# 抜粋本文:
事故現場でもやりたい放題のマスコミ
- 2016/05/16
- 21:14
さて、本日はこの2日後に発生した熊本地震の影響で影が薄くなってしまった、新宿ゴールデン街火災におけるマスコミの迷惑行為など、事故現場におけるマスコミの問題点について書いていきます。
熊本地震の件でもわかるように、メディアは災害現場で関係者に対する迷惑を顧みない取材を繰り返すが、これは事故現場でも全く同じ事になっている。
今年4月12日に発生した新宿ゴールデン街の火災では、消防士や警察官から「消火活動の邪魔になる」と注意されても、注意を無視して撮影を続けるテレビ局や新聞社の態度が問題となっており、災害報道の問題と全く同じ行為をメディアが繰り返している事が解る。

# やること:
マスコミの取材問題についての本文から、「事故現場でもやりたい放題のマスコミ」から「アが繰り返している事が解る。」まで（「アが繰り返している事が解る。」も含む）を一字も変えずに引用すること。 データは使わなくてよい。

# データ抜粋:
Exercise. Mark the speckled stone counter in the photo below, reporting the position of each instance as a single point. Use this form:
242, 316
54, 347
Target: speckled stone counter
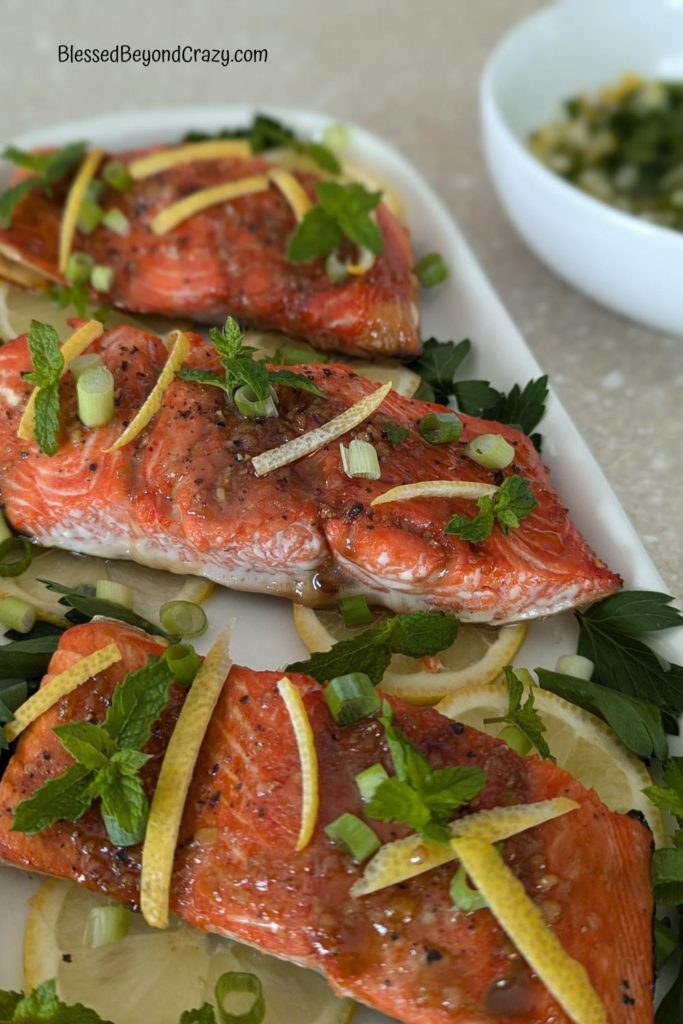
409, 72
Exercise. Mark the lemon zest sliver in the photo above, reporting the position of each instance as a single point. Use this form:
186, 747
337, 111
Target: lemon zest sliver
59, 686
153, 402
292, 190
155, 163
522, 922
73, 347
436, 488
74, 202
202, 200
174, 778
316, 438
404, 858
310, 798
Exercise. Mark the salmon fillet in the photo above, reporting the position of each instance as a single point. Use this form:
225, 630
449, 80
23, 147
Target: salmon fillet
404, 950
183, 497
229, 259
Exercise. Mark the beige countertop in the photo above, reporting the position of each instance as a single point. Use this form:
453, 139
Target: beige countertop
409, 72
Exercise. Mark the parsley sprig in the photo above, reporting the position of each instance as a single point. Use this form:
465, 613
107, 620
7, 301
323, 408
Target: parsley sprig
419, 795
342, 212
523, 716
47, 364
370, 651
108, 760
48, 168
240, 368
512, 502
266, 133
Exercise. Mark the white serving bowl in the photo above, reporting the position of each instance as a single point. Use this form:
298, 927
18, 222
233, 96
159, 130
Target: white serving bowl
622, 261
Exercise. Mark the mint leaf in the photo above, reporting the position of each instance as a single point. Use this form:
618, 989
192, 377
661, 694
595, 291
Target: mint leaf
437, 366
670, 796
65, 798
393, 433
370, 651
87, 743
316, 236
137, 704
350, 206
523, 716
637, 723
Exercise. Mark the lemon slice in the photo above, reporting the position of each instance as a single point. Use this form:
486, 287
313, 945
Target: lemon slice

# 解答:
事故現場でもやりたい放題のマスコミ
- 2016/05/16
- 21:14
さて、本日はこの2日後に発生した熊本地震の影響で影が薄くなってしまった、新宿ゴールデン街火災におけるマスコミの迷惑行為など、事故現場におけるマスコミの問題点について書いていきます。
熊本地震の件でもわかるように、メディアは災害現場で関係者に対する迷惑を顧みない取材を繰り返すが、これは事故現場でも全く同じ事になっている。
今年4月12日に発生した新宿ゴールデン街の火災では、消防士や警察官から「消火活動の邪魔になる」と注意されても、注意を無視して撮影を続けるテレビ局や新聞社の態度が問題となっており、災害報道の問題と全く同じ行為をメディアが繰り返している事が解る。